-------- Input

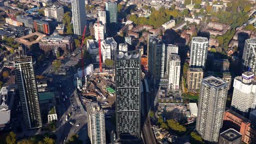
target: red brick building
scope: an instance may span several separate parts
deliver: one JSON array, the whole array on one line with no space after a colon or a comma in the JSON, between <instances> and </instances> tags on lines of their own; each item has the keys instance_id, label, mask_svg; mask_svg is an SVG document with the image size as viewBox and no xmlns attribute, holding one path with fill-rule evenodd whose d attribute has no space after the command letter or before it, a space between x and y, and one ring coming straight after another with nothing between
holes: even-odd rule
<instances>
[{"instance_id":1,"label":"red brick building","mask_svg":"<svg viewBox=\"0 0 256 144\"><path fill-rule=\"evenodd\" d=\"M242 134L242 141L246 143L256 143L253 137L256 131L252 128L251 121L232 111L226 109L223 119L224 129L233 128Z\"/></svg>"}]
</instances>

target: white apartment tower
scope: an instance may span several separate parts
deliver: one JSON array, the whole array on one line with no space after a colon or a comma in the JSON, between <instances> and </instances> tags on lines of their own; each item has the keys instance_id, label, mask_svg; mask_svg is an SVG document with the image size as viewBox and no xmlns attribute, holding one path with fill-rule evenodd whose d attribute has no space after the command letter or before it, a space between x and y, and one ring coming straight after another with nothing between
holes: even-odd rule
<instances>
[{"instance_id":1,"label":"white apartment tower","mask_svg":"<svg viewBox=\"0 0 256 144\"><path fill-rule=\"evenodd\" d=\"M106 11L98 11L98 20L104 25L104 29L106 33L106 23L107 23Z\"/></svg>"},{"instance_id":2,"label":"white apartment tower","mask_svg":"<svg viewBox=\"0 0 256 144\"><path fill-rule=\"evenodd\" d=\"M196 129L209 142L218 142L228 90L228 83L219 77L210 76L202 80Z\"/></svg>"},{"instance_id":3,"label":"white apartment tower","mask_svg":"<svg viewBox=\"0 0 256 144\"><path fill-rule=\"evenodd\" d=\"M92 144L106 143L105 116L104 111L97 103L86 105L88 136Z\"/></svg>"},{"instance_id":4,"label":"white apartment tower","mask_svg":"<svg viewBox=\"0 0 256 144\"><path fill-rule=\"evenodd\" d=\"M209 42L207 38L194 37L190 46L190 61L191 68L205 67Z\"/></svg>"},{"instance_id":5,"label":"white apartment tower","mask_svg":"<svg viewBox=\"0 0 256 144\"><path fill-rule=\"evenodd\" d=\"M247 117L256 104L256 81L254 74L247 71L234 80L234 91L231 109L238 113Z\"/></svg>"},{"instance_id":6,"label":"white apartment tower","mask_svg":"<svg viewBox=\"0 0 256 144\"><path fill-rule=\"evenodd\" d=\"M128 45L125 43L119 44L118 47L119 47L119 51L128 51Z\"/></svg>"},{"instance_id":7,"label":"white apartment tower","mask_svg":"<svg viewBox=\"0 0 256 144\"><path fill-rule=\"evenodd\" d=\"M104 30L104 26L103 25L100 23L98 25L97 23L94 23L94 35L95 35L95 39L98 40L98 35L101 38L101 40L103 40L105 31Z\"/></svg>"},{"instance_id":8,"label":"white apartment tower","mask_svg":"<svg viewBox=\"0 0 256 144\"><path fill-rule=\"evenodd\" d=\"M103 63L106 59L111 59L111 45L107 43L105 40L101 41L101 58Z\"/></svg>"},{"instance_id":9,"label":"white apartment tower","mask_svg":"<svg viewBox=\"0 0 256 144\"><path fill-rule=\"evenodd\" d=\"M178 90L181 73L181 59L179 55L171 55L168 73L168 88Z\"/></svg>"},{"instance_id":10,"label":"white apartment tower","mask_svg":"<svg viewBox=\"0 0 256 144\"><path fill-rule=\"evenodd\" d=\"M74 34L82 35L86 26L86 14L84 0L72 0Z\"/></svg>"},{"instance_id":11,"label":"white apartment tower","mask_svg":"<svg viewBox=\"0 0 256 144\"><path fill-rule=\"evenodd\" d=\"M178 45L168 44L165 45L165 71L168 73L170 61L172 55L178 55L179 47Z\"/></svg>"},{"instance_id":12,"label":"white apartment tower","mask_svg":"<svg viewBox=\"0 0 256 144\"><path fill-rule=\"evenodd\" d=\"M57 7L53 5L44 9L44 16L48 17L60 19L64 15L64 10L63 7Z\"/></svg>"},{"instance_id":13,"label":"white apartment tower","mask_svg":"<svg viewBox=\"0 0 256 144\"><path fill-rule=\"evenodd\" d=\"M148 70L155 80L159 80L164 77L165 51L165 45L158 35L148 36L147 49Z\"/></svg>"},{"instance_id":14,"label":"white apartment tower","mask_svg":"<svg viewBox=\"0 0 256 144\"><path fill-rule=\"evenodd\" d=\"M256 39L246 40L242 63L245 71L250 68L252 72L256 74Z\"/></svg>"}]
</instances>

----------------

**Given exercise**
How many lines of the records above contain the string "target"? Give only the number.

**Output for this task**
2